Data section below:

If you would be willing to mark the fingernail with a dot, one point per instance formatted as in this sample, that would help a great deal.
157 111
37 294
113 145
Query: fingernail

End of Data section.

What is required:
Make an exact copy of the data above.

Problem solution:
If you would be willing to mark the fingernail with a dot, one point per instance formatted as in this sample, that would help a great deal.
157 111
37 294
113 145
Query: fingernail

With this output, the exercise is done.